Labeled area outlines
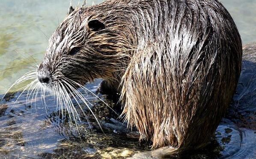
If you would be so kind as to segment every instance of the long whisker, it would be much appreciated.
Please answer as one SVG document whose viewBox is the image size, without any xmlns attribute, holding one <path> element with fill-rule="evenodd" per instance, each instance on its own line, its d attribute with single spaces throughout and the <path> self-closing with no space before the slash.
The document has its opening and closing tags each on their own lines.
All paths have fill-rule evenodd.
<svg viewBox="0 0 256 159">
<path fill-rule="evenodd" d="M 67 80 L 68 80 L 69 81 L 70 81 L 71 82 L 72 82 L 74 84 L 77 84 L 77 85 L 78 85 L 81 88 L 82 88 L 83 90 L 84 90 L 84 89 L 86 89 L 86 90 L 87 90 L 88 91 L 89 91 L 89 92 L 90 92 L 91 93 L 92 93 L 92 95 L 93 95 L 95 96 L 96 97 L 97 97 L 98 99 L 99 99 L 99 100 L 100 100 L 102 102 L 103 102 L 103 103 L 104 103 L 105 104 L 106 104 L 109 108 L 110 108 L 110 109 L 111 109 L 111 110 L 112 110 L 114 113 L 116 113 L 116 114 L 118 116 L 119 116 L 119 115 L 116 113 L 116 111 L 115 110 L 114 110 L 112 108 L 111 108 L 109 105 L 108 105 L 108 104 L 107 104 L 107 103 L 106 103 L 105 102 L 104 102 L 103 100 L 102 100 L 100 98 L 99 98 L 99 97 L 98 97 L 97 95 L 96 95 L 95 94 L 94 94 L 90 90 L 89 90 L 89 89 L 87 89 L 85 87 L 83 87 L 83 86 L 81 85 L 81 84 L 78 84 L 78 83 L 75 82 L 74 81 L 71 80 L 70 79 L 67 78 L 65 78 L 65 79 L 66 79 Z"/>
<path fill-rule="evenodd" d="M 34 74 L 36 74 L 36 72 L 35 70 L 32 70 L 28 72 L 25 73 L 24 75 L 23 75 L 21 77 L 18 79 L 16 81 L 15 81 L 12 86 L 9 88 L 9 89 L 7 90 L 6 92 L 5 93 L 3 97 L 3 98 L 0 100 L 0 101 L 2 101 L 2 100 L 4 98 L 4 97 L 6 95 L 6 94 L 10 91 L 10 90 L 14 86 L 18 85 L 19 84 L 21 84 L 24 82 L 24 81 L 26 81 L 28 79 L 30 79 L 30 78 L 28 78 L 27 76 L 29 76 L 31 75 L 33 75 Z M 33 79 L 33 78 L 31 78 Z"/>
<path fill-rule="evenodd" d="M 68 90 L 68 91 L 70 92 L 72 92 L 71 91 L 71 90 L 69 90 L 68 89 L 68 87 L 70 88 L 70 89 L 71 90 L 73 90 L 74 92 L 74 95 L 77 98 L 78 98 L 78 97 L 77 96 L 77 93 L 76 93 L 76 90 L 75 90 L 75 89 L 74 88 L 74 87 L 73 87 L 71 85 L 70 85 L 68 83 L 67 83 L 67 82 L 66 82 L 65 81 L 64 81 L 64 80 L 62 80 L 62 81 L 63 82 L 64 82 L 64 83 L 65 83 L 67 85 L 67 88 Z M 85 114 L 85 113 L 84 113 L 84 111 L 83 111 L 83 108 L 82 108 L 82 107 L 81 107 L 80 104 L 79 104 L 79 102 L 78 102 L 78 101 L 77 100 L 76 98 L 75 98 L 75 96 L 74 95 L 73 95 L 73 93 L 71 93 L 71 94 L 72 95 L 72 96 L 74 97 L 74 98 L 75 100 L 77 102 L 77 103 L 78 104 L 78 106 L 79 107 L 79 108 L 80 108 L 80 109 L 81 110 L 82 112 L 83 113 L 83 116 L 84 116 L 84 117 L 85 117 L 85 119 L 86 119 L 86 120 L 87 121 L 87 122 L 88 123 L 88 124 L 89 124 L 89 126 L 91 129 L 91 130 L 92 131 L 92 129 L 91 128 L 91 127 L 90 126 L 91 125 L 90 124 L 90 122 L 89 122 L 89 121 L 87 117 L 87 116 Z M 80 101 L 81 101 L 80 100 Z M 100 125 L 99 125 L 100 127 L 101 126 Z"/>
<path fill-rule="evenodd" d="M 96 121 L 98 123 L 98 124 L 99 125 L 99 126 L 100 127 L 100 128 L 101 129 L 101 130 L 102 131 L 102 132 L 104 134 L 104 131 L 103 131 L 103 130 L 102 129 L 102 128 L 98 120 L 97 119 L 97 117 L 96 117 L 96 116 L 95 116 L 95 115 L 93 113 L 93 112 L 92 111 L 92 109 L 89 107 L 89 106 L 88 105 L 88 104 L 87 104 L 87 103 L 86 102 L 86 101 L 85 101 L 84 100 L 84 98 L 83 98 L 82 96 L 83 96 L 83 95 L 81 94 L 81 93 L 79 93 L 79 92 L 76 91 L 76 93 L 77 93 L 77 94 L 78 95 L 78 96 L 80 98 L 80 99 L 81 100 L 82 100 L 82 101 L 84 102 L 84 104 L 85 104 L 87 106 L 87 107 L 88 108 L 88 109 L 90 110 L 90 111 L 91 112 L 91 113 L 92 113 L 92 115 L 95 118 L 95 119 L 96 120 Z"/>
</svg>

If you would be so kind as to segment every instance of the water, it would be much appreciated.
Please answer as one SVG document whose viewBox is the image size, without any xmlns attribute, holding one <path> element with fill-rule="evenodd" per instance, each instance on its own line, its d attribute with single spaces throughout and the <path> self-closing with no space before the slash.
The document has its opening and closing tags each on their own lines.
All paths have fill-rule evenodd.
<svg viewBox="0 0 256 159">
<path fill-rule="evenodd" d="M 94 1 L 96 3 L 100 1 Z M 233 17 L 243 43 L 256 41 L 256 0 L 221 1 Z M 87 2 L 92 3 L 91 0 Z M 77 4 L 78 0 L 73 3 Z M 69 0 L 2 0 L 1 5 L 0 94 L 3 94 L 12 83 L 31 69 L 28 67 L 40 63 L 48 37 L 65 16 Z M 215 138 L 205 149 L 187 157 L 256 158 L 256 57 L 244 59 L 247 61 L 243 64 L 237 93 Z M 96 93 L 99 82 L 96 80 L 86 87 Z M 117 116 L 92 94 L 83 93 L 94 106 L 92 107 L 106 136 L 86 108 L 90 125 L 81 116 L 78 134 L 70 128 L 68 119 L 59 120 L 60 112 L 51 97 L 46 98 L 49 105 L 47 113 L 40 99 L 27 105 L 26 93 L 15 105 L 20 93 L 8 96 L 0 103 L 0 158 L 122 158 L 150 148 L 149 143 L 139 142 L 137 132 L 127 130 L 125 124 L 116 120 Z M 98 95 L 115 110 L 118 109 L 115 101 Z"/>
</svg>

▸ **What you need to do**:
Switch every "segment" in the data to "outline" and reproduce the lines otherwise unchanged, omitting the pictures.

▸ **Exercise result**:
If you would be so kind as to outline every instance of the long whisker, it would be much appreciated.
Please answer as one SVG document whose viewBox is the image size, without any xmlns attribute, holding one <path> element with fill-rule="evenodd" per instance, each instance on its own line, its d attribute with single spaces throughout and the <path> self-closing with no space before the slash.
The document has its opening and closing tags each on their own lines.
All paths have fill-rule evenodd.
<svg viewBox="0 0 256 159">
<path fill-rule="evenodd" d="M 67 80 L 68 80 L 69 81 L 70 81 L 71 82 L 72 82 L 74 84 L 77 84 L 77 85 L 78 85 L 81 88 L 82 88 L 83 90 L 84 90 L 84 89 L 86 89 L 86 90 L 87 90 L 88 91 L 89 91 L 89 92 L 90 92 L 91 93 L 92 93 L 92 95 L 93 95 L 95 96 L 96 97 L 97 97 L 98 99 L 99 99 L 99 100 L 100 100 L 102 102 L 103 102 L 103 103 L 104 103 L 105 104 L 106 104 L 109 108 L 110 108 L 110 109 L 111 109 L 111 110 L 112 110 L 114 113 L 116 113 L 116 114 L 118 116 L 119 116 L 119 115 L 116 113 L 116 111 L 115 110 L 114 110 L 112 108 L 111 108 L 109 105 L 108 105 L 108 104 L 107 104 L 107 103 L 106 103 L 105 102 L 104 102 L 103 100 L 102 100 L 100 98 L 99 98 L 99 97 L 98 97 L 97 95 L 96 95 L 95 94 L 94 94 L 90 90 L 89 90 L 89 89 L 87 89 L 85 87 L 83 87 L 83 86 L 81 85 L 81 84 L 78 84 L 78 83 L 75 82 L 74 81 L 71 80 L 70 79 L 67 78 L 65 78 L 65 79 L 66 79 Z"/>
<path fill-rule="evenodd" d="M 34 74 L 36 74 L 36 72 L 35 70 L 32 70 L 28 72 L 25 73 L 24 75 L 23 75 L 21 77 L 18 79 L 16 81 L 15 81 L 12 86 L 9 88 L 9 89 L 7 90 L 6 92 L 5 93 L 3 97 L 3 98 L 0 100 L 0 101 L 2 101 L 2 100 L 4 98 L 4 97 L 6 95 L 6 94 L 10 91 L 10 90 L 14 86 L 18 85 L 19 84 L 21 84 L 24 82 L 24 81 L 26 81 L 28 79 L 30 79 L 30 78 L 28 78 L 27 76 L 29 76 L 31 75 L 33 75 Z M 33 79 L 33 78 L 31 78 Z"/>
<path fill-rule="evenodd" d="M 68 90 L 68 91 L 70 92 L 72 92 L 71 91 L 71 90 L 69 90 L 68 89 L 68 87 L 70 88 L 70 89 L 71 90 L 73 90 L 74 92 L 74 95 L 77 98 L 78 98 L 78 97 L 77 96 L 77 93 L 76 93 L 76 90 L 75 90 L 75 89 L 74 88 L 74 87 L 73 87 L 71 85 L 70 85 L 68 83 L 67 83 L 67 82 L 66 82 L 65 81 L 64 81 L 64 80 L 62 80 L 62 81 L 63 82 L 64 82 L 64 83 L 65 83 L 67 85 L 67 88 Z M 85 114 L 85 113 L 84 113 L 84 111 L 83 111 L 83 108 L 82 108 L 82 107 L 81 107 L 80 104 L 79 104 L 79 102 L 78 102 L 78 101 L 77 100 L 76 98 L 75 98 L 75 96 L 74 95 L 73 95 L 73 93 L 71 93 L 71 94 L 72 95 L 72 96 L 74 97 L 74 98 L 75 100 L 77 102 L 77 103 L 78 104 L 78 106 L 79 107 L 79 108 L 80 108 L 80 109 L 81 110 L 82 112 L 83 113 L 83 116 L 84 116 L 84 117 L 85 117 L 85 119 L 86 119 L 86 120 L 87 121 L 87 122 L 88 123 L 88 124 L 89 124 L 89 126 L 91 129 L 91 130 L 92 131 L 92 129 L 91 128 L 91 127 L 90 126 L 91 125 L 90 124 L 90 122 L 89 122 L 89 121 L 87 117 L 87 116 Z M 80 101 L 81 101 L 80 100 Z M 100 125 L 99 125 L 100 127 L 101 126 Z"/>
<path fill-rule="evenodd" d="M 96 121 L 98 123 L 98 124 L 99 125 L 99 126 L 100 127 L 100 128 L 101 129 L 101 130 L 102 131 L 102 132 L 104 134 L 104 131 L 103 131 L 103 130 L 102 129 L 102 128 L 98 120 L 97 119 L 97 117 L 96 117 L 96 116 L 95 116 L 95 115 L 93 113 L 93 112 L 92 111 L 92 109 L 89 107 L 89 106 L 88 105 L 88 104 L 87 104 L 87 103 L 86 102 L 86 101 L 85 101 L 84 100 L 84 98 L 83 98 L 82 96 L 83 96 L 83 95 L 81 94 L 81 93 L 79 93 L 79 92 L 76 91 L 76 93 L 77 93 L 77 94 L 78 95 L 78 96 L 80 98 L 80 99 L 81 100 L 82 100 L 82 101 L 84 102 L 84 104 L 85 104 L 87 106 L 87 107 L 88 108 L 88 109 L 90 110 L 90 111 L 91 112 L 91 113 L 92 113 L 92 115 L 95 118 L 95 119 L 96 120 Z"/>
</svg>

If you would be so kind as to outline every instance of the water, it would be much appreciated.
Please answer as one SVG document whose viewBox is the image size, without any xmlns attribute, holding one <path> element with fill-rule="evenodd" per instance, each instance on its own line, its d attribute with single spaces throughout and the <path> self-closing with no space before the slash.
The document has its opening and closing tags each on their own lines.
All paths have fill-rule evenodd.
<svg viewBox="0 0 256 159">
<path fill-rule="evenodd" d="M 94 1 L 96 3 L 100 1 Z M 233 17 L 243 43 L 256 41 L 256 0 L 221 1 Z M 87 2 L 92 3 L 91 0 Z M 77 4 L 78 0 L 73 3 Z M 69 0 L 2 0 L 1 5 L 0 94 L 3 94 L 12 83 L 31 69 L 28 67 L 40 63 L 48 37 L 65 16 Z M 215 138 L 205 149 L 187 157 L 256 158 L 256 57 L 244 59 L 247 61 L 243 64 L 237 93 Z M 96 93 L 99 82 L 96 80 L 86 87 Z M 117 116 L 92 94 L 83 93 L 94 106 L 92 107 L 106 136 L 86 108 L 90 125 L 81 116 L 78 134 L 70 128 L 68 119 L 59 120 L 60 112 L 51 97 L 46 98 L 49 105 L 47 113 L 40 99 L 27 105 L 26 93 L 15 105 L 20 93 L 8 96 L 0 103 L 0 158 L 122 158 L 150 148 L 149 143 L 139 142 L 137 132 L 127 130 L 125 124 L 116 120 Z M 98 95 L 115 110 L 118 109 L 115 101 Z"/>
</svg>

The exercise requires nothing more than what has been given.